▸ **Task objective**: Can you put each line of the listing below into a JSON list of strings, one string per line and no blank lines?

▸ **Data entries**:
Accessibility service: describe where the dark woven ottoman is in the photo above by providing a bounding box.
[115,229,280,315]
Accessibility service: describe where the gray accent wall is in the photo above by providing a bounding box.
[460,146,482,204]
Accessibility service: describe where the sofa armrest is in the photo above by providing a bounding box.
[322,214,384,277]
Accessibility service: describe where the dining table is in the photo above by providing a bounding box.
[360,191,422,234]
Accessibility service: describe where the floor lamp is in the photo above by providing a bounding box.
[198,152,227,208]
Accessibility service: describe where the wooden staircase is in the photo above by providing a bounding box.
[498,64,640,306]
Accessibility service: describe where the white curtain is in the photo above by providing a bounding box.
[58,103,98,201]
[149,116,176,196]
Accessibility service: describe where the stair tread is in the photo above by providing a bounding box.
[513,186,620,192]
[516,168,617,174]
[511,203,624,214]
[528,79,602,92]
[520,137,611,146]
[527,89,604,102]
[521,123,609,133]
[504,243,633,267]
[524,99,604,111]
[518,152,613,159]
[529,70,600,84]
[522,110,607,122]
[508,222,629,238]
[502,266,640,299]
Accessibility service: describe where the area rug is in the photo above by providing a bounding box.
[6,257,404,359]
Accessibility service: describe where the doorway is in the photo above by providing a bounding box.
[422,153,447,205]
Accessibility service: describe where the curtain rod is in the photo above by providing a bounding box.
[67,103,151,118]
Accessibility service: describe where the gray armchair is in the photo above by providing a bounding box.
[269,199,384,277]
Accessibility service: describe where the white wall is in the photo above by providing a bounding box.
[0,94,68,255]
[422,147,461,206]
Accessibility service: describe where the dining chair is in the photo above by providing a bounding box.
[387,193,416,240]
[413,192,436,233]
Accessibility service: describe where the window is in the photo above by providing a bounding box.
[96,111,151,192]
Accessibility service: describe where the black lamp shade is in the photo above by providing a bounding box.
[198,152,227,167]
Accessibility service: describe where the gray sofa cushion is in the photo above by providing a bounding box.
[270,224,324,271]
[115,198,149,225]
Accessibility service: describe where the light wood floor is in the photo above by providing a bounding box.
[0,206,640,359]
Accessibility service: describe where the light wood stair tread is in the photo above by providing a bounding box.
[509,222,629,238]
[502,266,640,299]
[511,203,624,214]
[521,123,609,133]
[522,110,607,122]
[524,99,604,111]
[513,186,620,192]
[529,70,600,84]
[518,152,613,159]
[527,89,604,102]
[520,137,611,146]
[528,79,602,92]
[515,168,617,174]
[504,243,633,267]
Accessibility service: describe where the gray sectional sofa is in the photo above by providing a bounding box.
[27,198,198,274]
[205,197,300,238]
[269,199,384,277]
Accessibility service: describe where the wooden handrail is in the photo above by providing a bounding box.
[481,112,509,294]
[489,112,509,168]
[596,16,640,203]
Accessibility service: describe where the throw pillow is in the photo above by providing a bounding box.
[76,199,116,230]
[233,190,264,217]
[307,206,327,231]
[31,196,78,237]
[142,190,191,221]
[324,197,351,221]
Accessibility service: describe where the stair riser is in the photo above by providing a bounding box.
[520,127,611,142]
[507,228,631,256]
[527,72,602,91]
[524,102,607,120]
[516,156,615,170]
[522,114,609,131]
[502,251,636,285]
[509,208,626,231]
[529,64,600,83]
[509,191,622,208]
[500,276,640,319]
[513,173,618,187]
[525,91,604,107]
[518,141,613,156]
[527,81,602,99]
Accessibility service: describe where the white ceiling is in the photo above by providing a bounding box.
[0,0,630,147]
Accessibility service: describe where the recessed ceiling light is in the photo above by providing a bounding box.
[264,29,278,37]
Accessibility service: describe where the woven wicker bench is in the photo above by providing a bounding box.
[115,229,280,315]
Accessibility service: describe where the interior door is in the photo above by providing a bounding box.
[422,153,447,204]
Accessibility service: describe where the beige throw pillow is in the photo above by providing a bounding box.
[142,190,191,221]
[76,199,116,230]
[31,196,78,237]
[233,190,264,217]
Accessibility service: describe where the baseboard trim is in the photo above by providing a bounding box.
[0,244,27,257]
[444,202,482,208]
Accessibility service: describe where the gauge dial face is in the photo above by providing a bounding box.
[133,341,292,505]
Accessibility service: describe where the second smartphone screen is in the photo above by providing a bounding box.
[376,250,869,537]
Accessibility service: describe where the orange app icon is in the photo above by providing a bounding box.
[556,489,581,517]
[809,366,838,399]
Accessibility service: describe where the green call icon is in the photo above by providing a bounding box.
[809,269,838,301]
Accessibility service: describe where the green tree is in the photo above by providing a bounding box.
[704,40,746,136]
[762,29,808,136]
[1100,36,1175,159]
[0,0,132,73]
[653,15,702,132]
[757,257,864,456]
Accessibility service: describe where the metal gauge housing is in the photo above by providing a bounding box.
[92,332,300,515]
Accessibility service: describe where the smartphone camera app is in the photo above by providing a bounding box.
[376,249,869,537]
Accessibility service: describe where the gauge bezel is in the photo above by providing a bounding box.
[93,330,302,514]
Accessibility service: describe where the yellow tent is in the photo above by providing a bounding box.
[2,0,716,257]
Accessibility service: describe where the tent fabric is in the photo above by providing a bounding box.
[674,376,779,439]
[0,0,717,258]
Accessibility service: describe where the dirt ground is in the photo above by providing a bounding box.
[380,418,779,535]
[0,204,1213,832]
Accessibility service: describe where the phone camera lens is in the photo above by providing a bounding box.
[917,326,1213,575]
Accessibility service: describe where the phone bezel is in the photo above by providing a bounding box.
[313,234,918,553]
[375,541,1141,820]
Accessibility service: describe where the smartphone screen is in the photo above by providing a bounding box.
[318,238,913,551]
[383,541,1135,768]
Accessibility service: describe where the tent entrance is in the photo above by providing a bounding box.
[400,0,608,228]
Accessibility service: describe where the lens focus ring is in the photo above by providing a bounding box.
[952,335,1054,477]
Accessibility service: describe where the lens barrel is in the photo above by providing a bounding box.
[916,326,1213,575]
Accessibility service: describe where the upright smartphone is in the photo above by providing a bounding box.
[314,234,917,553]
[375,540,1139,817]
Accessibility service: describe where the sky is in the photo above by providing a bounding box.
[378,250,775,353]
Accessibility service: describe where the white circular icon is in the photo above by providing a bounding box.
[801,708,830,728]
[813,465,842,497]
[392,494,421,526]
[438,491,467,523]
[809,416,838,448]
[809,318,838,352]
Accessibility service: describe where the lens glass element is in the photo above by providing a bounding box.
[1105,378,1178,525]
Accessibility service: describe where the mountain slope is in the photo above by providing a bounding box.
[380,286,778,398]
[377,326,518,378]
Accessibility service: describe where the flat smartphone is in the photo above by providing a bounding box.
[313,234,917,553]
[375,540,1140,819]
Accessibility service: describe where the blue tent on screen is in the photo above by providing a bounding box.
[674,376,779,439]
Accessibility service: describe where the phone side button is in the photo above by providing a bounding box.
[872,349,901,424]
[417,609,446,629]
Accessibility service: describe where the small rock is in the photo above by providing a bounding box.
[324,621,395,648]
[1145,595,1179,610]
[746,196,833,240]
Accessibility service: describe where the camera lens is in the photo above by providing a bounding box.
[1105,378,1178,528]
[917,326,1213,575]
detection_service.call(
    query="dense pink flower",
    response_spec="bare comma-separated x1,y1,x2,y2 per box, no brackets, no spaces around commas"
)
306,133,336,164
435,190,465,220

▸ **Answer to the exercise**:
[
  "Accessibility service: describe where the dark woven ottoman is in the photo above by providing a bounding box.",
  "[115,229,280,315]",
  "Accessibility service: describe where the gray accent wall is in the photo above by providing a bounding box.",
  "[460,146,482,204]",
  "Accessibility service: describe where the sofa armrest is in the photo above by providing a bounding box.",
  "[322,214,384,277]",
  "Accessibility service: describe where the dining table is in the photo above by providing a bounding box.",
  "[360,191,422,234]",
  "Accessibility service: describe where the floor lamp is in the photo above by providing a bounding box.",
  "[198,152,227,208]",
  "Accessibility service: describe where the wooden staircase is in the photo above by providing a bounding box.",
  "[498,64,640,306]",
  "Accessibility service: describe where the white curtain is in the photo above by providing a bounding box.",
  "[58,103,98,201]",
  "[149,116,176,196]",
  "Accessibility service: describe where the stair tread is in the photo above by providing a bounding box.",
  "[513,186,620,192]",
  "[516,168,617,174]",
  "[511,203,624,214]",
  "[528,79,602,92]",
  "[520,137,611,146]",
  "[527,89,604,102]",
  "[521,123,609,133]",
  "[504,243,633,267]",
  "[524,99,604,111]",
  "[518,152,613,159]",
  "[529,70,600,84]",
  "[522,110,607,122]",
  "[508,222,629,238]",
  "[502,266,640,299]",
  "Accessibility service: describe where the area rug is in the photo above by providing a bounding box.",
  "[6,257,404,359]",
  "Accessibility service: describe where the doorway is in the photo above by providing a bounding box.",
  "[422,153,447,205]",
  "Accessibility service: describe where the curtain rod is in the photo above by providing a bounding box.",
  "[67,103,151,118]",
  "Accessibility service: describe where the gray armchair is in the photo above by providing a bounding box.",
  "[269,199,384,277]",
  "Accessibility service: describe where the white wall is in the photo above by providing a bounding box.",
  "[0,94,68,255]",
  "[422,147,461,206]",
  "Accessibility service: describe where the dining chair is in the photo above by providing a bounding box.",
  "[387,193,416,240]",
  "[413,192,436,233]",
  "Accessibility service: describe where the window is in the photo above by providing a bounding box.",
  "[96,111,151,192]",
  "Accessibility service: describe where the black lamp shade is in the photo above by providing a bounding box.",
  "[198,152,227,167]",
  "Accessibility service: describe where the gray sofa cushion is in the photo above by providing a bounding box.",
  "[270,224,324,271]",
  "[115,198,149,225]",
  "Accessibility service: describe where the light wood floor is in the photo above by providing a bounding box.",
  "[0,206,640,359]",
  "Accessibility service: describe where the light wood stair tread is in the photo above by providing a bounding box.",
  "[509,222,629,238]",
  "[502,266,640,299]",
  "[511,203,624,214]",
  "[521,123,609,133]",
  "[522,110,607,122]",
  "[524,99,604,111]",
  "[513,186,620,192]",
  "[529,70,600,84]",
  "[518,152,613,159]",
  "[527,89,604,102]",
  "[520,137,611,146]",
  "[528,79,602,92]",
  "[515,168,617,174]",
  "[504,243,633,267]",
  "Accessibility service: describe where the gray sectional sofa is in the photo above by providing a bounding box.",
  "[27,198,198,274]",
  "[205,197,300,238]",
  "[269,199,384,277]",
  "Accessibility service: describe where the wooden handrail is in the photo above by providing a bounding box.",
  "[481,112,509,294]",
  "[489,112,509,168]",
  "[596,16,640,203]",
  "Accessibility service: describe where the throw pillow is in the photo above by providing a bounding box.",
  "[76,199,116,230]",
  "[233,190,264,217]",
  "[307,206,327,231]",
  "[31,196,78,237]",
  "[142,190,191,221]",
  "[324,197,351,221]",
  "Accessibility service: describe where the stair riser is in the photo above by providing a bounding box.",
  "[520,127,611,142]",
  "[507,228,631,256]",
  "[527,72,602,91]",
  "[524,102,607,120]",
  "[516,156,615,170]",
  "[522,114,609,131]",
  "[502,251,636,285]",
  "[509,208,626,231]",
  "[529,64,600,83]",
  "[509,191,622,208]",
  "[500,276,640,319]",
  "[513,173,618,187]",
  "[525,91,604,107]",
  "[518,141,613,156]",
  "[527,81,602,99]",
  "Accessibility service: describe where the white ceiling is in the photo above by providing a bounding box.",
  "[0,0,630,147]",
  "Accessibility service: describe where the recessed ceiling light is in the photo above by providing a bounding box.",
  "[264,29,278,37]",
  "Accessibility service: describe where the woven wicker bench is in the photo above by providing a bounding box.",
  "[115,229,280,315]",
  "Accessibility service: describe where the interior door is in the photo above by providing a bounding box.",
  "[422,153,447,204]",
  "Accessibility service: describe where the beige throw pillow is in the photo above by providing a bounding box.",
  "[142,190,191,221]",
  "[76,199,116,230]",
  "[31,196,78,237]",
  "[233,190,264,217]",
  "Accessibility service: describe where the baseboard trim is in the photo above by providing a bounding box.",
  "[0,244,27,257]",
  "[444,202,482,208]",
  "Accessibility service: describe where the gauge dial face is in the photo above by providing a bounding box.",
  "[133,341,292,505]",
  "Accessibility service: describe where the second smartphone screen is in the photo above by providing a bounding box.",
  "[376,250,869,537]",
  "Accessibility service: describe where the orange app icon is in the photo above by providing a bounding box.",
  "[556,489,581,517]",
  "[809,366,838,399]",
  "Accessibility service: describe where the green call icon is in the photo above by providing a bounding box.",
  "[809,269,838,301]",
  "Accessibility service: describe where the green tree is in the photo above by providing a bounding box.",
  "[704,40,746,136]",
  "[762,29,808,136]",
  "[1100,36,1175,159]",
  "[0,0,132,73]",
  "[653,15,702,132]",
  "[757,257,864,456]",
  "Accessibility service: describe where the metal gauge housing is in the photo above by providing a bounding box.",
  "[92,332,300,515]",
  "Accessibility service: describe where the smartphone camera app is in the photo above by providing a bounding box.",
  "[376,249,869,537]",
  "Accessibility service: describe where the gauge bezel is in the photo above by providing a bounding box.",
  "[93,330,302,514]",
  "Accessibility service: describe where the yellow tent is in the photo above by providing a bounding box.",
  "[2,0,716,257]",
  "Accessibility service: describe where the tent fabric is in the photo above by providing a bounding box.",
  "[674,376,779,439]",
  "[0,0,717,258]",
  "Accessibility service: describe where the dirt ground is in the photo above by providing a bounding box.",
  "[380,418,779,535]",
  "[0,204,1213,832]",
  "Accessibility service: describe where the phone camera lens is in the photo above by providing a bounding box.",
  "[917,326,1213,575]",
  "Accessibility service: describe where the phone bezel is in the photo above by providing a bounding box.",
  "[313,234,918,553]",
  "[375,541,1141,820]",
  "Accessibility service: describe where the smartphone screen is in the photo above by providing a bounding box.",
  "[318,238,913,551]",
  "[383,541,1135,768]",
  "Accessibility service: describe where the tent entrance is in the photo above by providing a bounding box.",
  "[400,0,608,228]",
  "Accessibility service: describe where the lens focus ring is in the photo above by providing a bounding box.",
  "[952,335,1054,477]",
  "Accessibility service: describe where the lens barrel is in the photo above by providing a bounding box.",
  "[916,326,1213,575]",
  "Accessibility service: describe where the upright smartphone is in the photo above by providing a bounding box.",
  "[314,234,917,553]",
  "[375,540,1139,817]",
  "Accessibility service: describe where the sky is in the photo above by providing a bounding box.",
  "[378,250,775,353]",
  "Accessibility service: describe where the white circular icon is in the photo above by providing a bounding box.",
  "[801,708,830,728]",
  "[813,465,842,497]",
  "[392,494,421,526]",
  "[438,491,467,523]",
  "[809,416,838,448]",
  "[809,318,838,352]",
  "Accessibility service: describe where the lens glass element is in the photo above by providing a bounding box.",
  "[1105,378,1178,525]",
  "Accessibility service: describe where the mountain slope is in the photo above by providing a bounding box.",
  "[380,286,778,398]",
  "[377,326,518,378]",
  "Accessibility service: describe where the flat smartphone is in the photo above by providing a bounding box.",
  "[313,234,917,553]",
  "[375,540,1140,819]",
  "Accessibility service: describe where the blue tent on screen is in the photo above by providing a bounding box.",
  "[674,376,779,439]",
  "Accessibility service: describe where the phone side button is in the photo above by providing a bounding box.",
  "[872,349,901,424]",
  "[417,609,446,629]",
  "Accessibility service: describe where the small rock is in the photo above by providing a bounding box.",
  "[324,621,395,648]",
  "[1145,595,1179,610]",
  "[746,196,833,240]",
  "Accessibility service: describe where the camera lens is in the photo above by providing a bounding box.",
  "[1105,378,1178,528]",
  "[917,326,1213,575]",
  "detection_service.call(",
  "    query=\"dense pink flower\",",
  "    response_spec=\"bare comma-separated x1,y1,x2,y2 per box, no brackets, no spaces around commas\"",
  ")",
  "306,133,336,164",
  "435,190,465,220"
]